Requirement: Reproduce verbatim the material below, from its first line through the line containing "column 511, row 138", with both ends included.

[Start Data for processing]

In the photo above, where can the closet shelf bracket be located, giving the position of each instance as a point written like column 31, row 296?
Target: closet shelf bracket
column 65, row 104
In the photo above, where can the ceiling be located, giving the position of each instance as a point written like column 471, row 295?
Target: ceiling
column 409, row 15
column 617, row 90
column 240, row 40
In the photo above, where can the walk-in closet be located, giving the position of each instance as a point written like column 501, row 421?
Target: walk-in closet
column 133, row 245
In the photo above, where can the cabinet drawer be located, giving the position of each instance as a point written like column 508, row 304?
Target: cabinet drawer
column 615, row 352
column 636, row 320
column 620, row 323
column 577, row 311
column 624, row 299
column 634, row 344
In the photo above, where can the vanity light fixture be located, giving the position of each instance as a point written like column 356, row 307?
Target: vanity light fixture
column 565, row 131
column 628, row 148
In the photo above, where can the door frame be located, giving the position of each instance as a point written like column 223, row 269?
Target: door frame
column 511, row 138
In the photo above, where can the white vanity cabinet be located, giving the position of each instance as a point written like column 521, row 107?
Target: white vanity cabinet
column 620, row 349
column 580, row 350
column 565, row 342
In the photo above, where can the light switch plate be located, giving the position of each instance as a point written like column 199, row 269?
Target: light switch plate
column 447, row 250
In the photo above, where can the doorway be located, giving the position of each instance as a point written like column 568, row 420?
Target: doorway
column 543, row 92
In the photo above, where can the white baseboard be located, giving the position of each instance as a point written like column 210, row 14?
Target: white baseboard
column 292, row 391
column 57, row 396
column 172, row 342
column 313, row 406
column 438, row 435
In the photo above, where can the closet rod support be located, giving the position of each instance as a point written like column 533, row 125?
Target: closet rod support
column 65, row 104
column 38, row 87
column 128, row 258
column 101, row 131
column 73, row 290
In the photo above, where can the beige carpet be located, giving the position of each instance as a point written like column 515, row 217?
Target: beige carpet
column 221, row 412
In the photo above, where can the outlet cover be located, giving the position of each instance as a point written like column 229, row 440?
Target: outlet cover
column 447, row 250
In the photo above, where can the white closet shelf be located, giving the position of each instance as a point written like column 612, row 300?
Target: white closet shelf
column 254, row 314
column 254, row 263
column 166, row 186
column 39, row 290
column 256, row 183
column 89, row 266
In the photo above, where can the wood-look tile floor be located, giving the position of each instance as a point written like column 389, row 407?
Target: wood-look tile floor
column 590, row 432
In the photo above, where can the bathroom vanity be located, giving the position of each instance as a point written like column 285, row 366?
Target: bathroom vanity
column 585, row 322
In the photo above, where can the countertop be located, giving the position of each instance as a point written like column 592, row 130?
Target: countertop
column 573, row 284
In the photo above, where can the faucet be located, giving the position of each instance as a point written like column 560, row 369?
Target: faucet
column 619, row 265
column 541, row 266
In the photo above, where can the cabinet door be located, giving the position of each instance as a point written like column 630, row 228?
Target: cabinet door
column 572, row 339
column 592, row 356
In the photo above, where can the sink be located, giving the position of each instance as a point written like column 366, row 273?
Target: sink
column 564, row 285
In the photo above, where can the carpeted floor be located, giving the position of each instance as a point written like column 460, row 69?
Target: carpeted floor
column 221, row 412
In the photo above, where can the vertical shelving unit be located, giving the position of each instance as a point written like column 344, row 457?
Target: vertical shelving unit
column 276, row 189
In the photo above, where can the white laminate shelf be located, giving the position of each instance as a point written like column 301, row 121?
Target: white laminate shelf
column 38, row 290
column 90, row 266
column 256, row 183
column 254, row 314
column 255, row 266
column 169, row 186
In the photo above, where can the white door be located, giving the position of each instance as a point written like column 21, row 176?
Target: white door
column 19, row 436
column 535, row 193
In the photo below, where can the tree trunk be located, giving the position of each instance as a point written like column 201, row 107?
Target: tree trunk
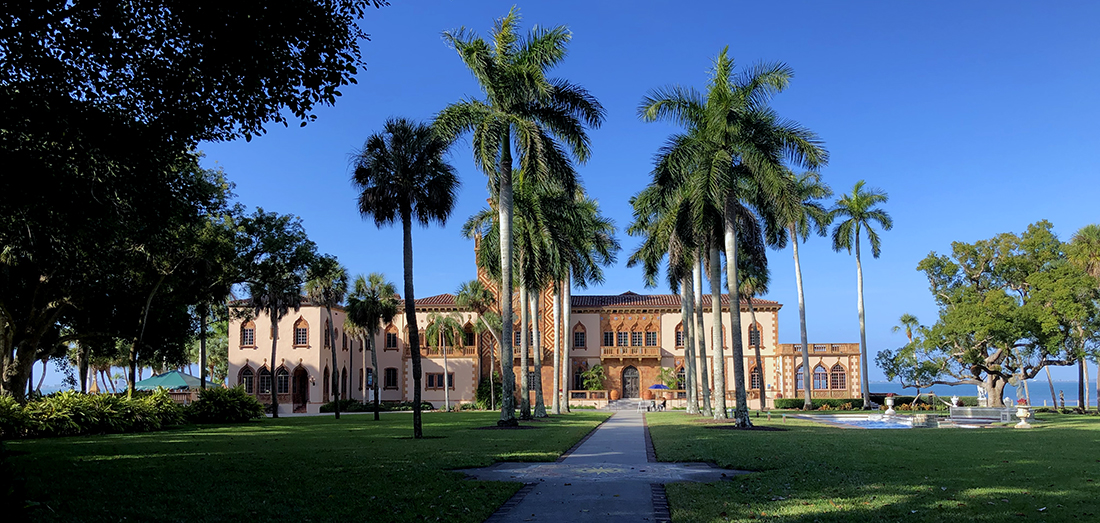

[End Data for processing]

Reply:
In the photo above, where can the closet shelf bracket be located, giving the position of each instance as a point written like column 31, row 296?
Target: closet shelf bracket
column 65, row 104
In the photo above, where can the ceiling be located, giving the position of each instance as a point written like column 471, row 295?
Target: ceiling
column 409, row 15
column 617, row 90
column 240, row 40
In the photo above, where can the walk-in closet be located, giving the position of each instance as a point written like column 501, row 421?
Target: walk-in closet
column 133, row 245
In the photo above, where can the cabinet drawer be located, giving the position of each instance as a point written like column 508, row 304?
Target: cabinet drawer
column 615, row 352
column 636, row 320
column 620, row 323
column 577, row 311
column 624, row 299
column 634, row 344
In the photo above, where can the vanity light fixture be located, giving the position of each instance as a point written like column 356, row 307?
Target: vanity light fixture
column 565, row 131
column 628, row 148
In the photo above, where can the door frame be located, giving the position of each instance as a point written like column 223, row 269?
Target: door frame
column 511, row 138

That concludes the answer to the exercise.